*** Material supplied Section Begins ***

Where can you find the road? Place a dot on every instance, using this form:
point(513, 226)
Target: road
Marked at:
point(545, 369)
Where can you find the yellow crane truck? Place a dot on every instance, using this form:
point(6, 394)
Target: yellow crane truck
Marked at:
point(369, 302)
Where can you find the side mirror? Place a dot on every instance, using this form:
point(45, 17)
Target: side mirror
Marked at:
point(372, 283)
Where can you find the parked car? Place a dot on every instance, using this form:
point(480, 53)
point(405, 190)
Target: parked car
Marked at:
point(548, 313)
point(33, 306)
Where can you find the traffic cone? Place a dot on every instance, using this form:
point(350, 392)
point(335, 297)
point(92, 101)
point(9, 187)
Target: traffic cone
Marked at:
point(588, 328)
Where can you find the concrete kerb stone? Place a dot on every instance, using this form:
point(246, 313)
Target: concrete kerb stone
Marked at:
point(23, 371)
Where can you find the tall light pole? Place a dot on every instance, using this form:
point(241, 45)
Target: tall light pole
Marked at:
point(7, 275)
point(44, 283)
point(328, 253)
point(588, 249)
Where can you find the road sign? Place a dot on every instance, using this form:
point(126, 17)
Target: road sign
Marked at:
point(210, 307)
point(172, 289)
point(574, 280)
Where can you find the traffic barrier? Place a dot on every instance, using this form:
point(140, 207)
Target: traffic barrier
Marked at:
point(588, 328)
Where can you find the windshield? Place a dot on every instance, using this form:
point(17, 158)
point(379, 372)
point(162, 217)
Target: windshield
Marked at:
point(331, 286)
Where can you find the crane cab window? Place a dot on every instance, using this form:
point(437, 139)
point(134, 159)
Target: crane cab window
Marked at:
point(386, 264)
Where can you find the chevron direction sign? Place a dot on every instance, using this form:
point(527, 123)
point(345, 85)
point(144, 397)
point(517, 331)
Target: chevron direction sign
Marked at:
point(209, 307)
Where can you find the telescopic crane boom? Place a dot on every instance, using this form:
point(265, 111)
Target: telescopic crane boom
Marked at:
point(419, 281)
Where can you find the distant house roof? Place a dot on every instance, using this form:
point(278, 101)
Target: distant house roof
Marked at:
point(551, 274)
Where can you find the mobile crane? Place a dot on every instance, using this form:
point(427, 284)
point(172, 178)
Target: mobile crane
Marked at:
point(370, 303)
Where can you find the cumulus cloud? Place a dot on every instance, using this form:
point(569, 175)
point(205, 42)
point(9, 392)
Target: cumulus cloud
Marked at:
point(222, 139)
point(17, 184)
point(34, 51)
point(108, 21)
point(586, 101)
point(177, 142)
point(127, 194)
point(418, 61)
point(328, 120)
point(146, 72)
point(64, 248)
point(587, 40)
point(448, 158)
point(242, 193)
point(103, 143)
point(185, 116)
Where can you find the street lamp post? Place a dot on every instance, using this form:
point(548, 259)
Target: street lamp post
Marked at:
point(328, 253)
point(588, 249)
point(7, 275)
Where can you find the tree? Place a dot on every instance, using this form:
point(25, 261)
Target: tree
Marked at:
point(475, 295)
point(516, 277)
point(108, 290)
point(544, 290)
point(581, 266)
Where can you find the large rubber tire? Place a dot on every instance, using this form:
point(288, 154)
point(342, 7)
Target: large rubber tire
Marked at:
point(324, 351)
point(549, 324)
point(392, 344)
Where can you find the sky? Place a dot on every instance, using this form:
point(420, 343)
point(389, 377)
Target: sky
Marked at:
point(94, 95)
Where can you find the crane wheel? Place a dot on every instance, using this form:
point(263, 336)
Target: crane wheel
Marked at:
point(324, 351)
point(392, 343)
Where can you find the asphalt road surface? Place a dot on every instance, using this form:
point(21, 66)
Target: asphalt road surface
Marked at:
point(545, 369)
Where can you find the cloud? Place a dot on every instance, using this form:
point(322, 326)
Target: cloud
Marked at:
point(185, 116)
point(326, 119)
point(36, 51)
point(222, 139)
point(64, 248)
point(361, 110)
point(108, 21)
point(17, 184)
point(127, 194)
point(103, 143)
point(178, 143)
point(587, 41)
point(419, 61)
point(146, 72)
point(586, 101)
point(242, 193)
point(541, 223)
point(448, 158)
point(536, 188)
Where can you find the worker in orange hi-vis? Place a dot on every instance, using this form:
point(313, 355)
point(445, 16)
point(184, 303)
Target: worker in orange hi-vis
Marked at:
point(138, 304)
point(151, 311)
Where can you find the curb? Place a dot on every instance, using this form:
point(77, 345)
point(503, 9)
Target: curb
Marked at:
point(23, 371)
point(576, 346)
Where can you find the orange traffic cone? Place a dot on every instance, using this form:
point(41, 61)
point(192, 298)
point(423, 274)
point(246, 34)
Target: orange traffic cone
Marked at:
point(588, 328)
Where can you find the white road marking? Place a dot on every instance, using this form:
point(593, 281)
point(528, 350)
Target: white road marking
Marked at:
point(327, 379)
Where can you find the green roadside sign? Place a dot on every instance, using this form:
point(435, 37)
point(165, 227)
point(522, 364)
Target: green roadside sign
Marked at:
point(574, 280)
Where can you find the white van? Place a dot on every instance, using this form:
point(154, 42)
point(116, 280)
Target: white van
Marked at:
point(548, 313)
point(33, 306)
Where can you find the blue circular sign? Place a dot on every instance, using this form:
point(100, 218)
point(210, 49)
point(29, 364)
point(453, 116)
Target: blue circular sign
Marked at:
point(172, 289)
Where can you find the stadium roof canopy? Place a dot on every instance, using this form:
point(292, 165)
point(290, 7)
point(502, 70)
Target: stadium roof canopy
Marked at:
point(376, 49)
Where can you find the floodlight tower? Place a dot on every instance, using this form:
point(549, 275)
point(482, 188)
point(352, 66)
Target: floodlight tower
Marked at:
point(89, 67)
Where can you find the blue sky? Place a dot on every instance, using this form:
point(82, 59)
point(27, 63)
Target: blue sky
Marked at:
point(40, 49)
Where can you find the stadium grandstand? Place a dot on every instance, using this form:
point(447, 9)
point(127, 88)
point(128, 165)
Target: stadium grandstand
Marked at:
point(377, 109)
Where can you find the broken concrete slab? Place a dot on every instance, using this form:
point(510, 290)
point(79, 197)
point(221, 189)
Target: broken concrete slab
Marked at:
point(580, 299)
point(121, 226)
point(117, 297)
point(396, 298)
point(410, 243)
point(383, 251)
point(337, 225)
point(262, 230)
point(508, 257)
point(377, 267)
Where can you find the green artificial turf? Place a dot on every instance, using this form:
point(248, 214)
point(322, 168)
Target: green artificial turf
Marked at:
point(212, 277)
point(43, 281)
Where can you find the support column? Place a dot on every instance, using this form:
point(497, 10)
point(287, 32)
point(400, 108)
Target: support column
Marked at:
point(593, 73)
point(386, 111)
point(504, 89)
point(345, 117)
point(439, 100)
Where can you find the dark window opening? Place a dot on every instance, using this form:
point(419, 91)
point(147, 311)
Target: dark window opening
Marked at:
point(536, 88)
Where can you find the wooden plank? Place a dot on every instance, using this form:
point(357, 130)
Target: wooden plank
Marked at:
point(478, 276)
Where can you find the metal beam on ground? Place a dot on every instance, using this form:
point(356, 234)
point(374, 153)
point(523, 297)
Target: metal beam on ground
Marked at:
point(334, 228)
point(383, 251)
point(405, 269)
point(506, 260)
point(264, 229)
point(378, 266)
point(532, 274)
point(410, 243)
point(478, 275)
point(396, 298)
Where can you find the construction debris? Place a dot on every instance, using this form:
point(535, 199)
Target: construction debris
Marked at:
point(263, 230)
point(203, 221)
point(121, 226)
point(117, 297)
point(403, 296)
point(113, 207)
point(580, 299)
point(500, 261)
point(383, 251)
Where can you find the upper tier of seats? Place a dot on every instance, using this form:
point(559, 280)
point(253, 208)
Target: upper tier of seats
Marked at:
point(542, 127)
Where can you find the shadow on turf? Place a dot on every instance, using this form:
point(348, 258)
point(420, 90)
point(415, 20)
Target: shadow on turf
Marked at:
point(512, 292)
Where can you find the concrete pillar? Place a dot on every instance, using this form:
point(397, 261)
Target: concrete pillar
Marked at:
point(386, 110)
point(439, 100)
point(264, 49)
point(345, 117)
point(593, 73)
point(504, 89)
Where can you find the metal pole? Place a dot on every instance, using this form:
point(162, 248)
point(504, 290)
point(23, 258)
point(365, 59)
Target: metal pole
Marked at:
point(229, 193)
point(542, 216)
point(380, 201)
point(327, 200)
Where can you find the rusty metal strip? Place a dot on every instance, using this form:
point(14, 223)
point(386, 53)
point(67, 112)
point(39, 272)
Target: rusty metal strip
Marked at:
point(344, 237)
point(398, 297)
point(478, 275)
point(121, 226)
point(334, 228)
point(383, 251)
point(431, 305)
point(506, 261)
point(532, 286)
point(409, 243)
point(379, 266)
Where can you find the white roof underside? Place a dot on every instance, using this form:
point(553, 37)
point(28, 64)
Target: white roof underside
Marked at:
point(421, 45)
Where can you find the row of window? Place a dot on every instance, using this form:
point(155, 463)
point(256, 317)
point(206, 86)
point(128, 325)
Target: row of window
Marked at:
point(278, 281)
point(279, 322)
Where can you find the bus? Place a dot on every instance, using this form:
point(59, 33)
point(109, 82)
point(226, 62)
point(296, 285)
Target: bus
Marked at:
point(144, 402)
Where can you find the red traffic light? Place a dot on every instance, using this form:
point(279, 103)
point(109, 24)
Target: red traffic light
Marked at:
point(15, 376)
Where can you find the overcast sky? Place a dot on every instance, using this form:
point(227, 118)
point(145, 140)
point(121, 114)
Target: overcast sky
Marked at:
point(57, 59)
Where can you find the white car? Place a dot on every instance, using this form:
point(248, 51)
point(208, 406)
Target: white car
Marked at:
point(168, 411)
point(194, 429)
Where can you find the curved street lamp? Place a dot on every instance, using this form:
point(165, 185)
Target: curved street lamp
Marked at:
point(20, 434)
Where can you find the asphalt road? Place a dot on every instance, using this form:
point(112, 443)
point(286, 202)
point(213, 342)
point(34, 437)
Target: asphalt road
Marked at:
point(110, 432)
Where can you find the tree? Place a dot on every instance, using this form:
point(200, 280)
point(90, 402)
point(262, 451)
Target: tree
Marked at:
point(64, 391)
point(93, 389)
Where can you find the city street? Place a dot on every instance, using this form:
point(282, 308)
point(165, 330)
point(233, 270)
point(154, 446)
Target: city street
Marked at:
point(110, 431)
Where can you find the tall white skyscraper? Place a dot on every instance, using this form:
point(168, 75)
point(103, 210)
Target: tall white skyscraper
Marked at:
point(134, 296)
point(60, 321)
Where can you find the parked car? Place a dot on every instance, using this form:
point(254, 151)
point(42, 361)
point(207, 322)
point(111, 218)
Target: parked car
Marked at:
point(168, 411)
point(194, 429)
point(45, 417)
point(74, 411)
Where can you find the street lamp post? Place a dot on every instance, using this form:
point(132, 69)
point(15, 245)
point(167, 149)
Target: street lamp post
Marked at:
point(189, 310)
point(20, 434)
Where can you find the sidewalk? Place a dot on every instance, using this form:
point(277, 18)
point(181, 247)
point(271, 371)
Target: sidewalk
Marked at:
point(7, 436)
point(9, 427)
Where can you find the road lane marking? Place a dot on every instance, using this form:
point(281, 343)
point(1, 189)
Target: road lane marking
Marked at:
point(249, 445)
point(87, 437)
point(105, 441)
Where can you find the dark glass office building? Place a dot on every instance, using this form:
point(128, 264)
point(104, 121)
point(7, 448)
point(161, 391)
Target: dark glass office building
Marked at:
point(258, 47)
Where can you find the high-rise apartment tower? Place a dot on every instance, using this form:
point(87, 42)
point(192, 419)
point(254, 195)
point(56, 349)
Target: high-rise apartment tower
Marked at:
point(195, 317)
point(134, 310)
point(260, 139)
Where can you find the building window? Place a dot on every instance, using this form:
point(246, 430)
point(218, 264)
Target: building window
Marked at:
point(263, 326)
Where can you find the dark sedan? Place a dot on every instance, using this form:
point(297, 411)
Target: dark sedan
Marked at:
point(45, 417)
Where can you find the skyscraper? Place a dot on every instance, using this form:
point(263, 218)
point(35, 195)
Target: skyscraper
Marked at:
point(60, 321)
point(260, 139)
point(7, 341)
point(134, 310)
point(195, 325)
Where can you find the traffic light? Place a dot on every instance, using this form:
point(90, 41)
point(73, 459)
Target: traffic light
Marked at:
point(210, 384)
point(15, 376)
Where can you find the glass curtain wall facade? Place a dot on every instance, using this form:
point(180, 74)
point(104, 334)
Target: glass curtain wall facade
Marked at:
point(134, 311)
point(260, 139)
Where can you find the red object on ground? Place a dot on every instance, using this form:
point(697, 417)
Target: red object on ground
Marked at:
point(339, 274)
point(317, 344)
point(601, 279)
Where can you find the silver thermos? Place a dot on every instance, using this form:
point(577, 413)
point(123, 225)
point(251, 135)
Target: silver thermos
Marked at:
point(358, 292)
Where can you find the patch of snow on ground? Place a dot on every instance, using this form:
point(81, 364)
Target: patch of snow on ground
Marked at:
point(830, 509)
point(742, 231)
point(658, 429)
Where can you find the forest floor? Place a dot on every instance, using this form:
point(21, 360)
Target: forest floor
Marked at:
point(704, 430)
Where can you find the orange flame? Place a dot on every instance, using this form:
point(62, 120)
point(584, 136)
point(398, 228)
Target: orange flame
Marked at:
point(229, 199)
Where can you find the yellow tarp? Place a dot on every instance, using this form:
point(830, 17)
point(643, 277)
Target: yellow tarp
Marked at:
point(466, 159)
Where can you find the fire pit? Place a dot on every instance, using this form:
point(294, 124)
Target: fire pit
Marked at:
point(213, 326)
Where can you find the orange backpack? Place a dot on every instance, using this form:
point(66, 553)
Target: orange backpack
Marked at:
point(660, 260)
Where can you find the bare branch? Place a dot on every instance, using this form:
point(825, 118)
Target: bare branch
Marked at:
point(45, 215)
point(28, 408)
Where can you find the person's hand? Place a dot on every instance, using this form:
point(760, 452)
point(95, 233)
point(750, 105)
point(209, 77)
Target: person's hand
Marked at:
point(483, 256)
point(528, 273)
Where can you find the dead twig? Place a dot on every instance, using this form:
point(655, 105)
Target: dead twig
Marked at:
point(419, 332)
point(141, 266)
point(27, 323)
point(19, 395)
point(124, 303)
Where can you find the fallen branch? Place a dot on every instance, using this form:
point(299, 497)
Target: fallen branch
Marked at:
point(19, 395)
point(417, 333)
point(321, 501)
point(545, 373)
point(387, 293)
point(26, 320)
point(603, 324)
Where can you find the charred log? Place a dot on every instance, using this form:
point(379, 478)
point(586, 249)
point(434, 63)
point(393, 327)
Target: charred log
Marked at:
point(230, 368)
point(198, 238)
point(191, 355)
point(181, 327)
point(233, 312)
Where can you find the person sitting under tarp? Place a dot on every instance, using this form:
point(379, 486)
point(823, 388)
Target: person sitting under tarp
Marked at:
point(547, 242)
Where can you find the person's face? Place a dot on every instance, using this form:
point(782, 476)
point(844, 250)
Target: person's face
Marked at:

*** Material supplied Section Ends ***

The task
From the data above, output exactly the lines between the one containing "point(167, 149)" and the one containing "Target: sidewalk", counting both of them.

Answer box
point(167, 149)
Target: street lamp post
Marked at:
point(189, 310)
point(20, 434)
Where can you find the sidewalk? Place a dot on every instance, using this form:
point(277, 18)
point(181, 247)
point(271, 371)
Target: sidewalk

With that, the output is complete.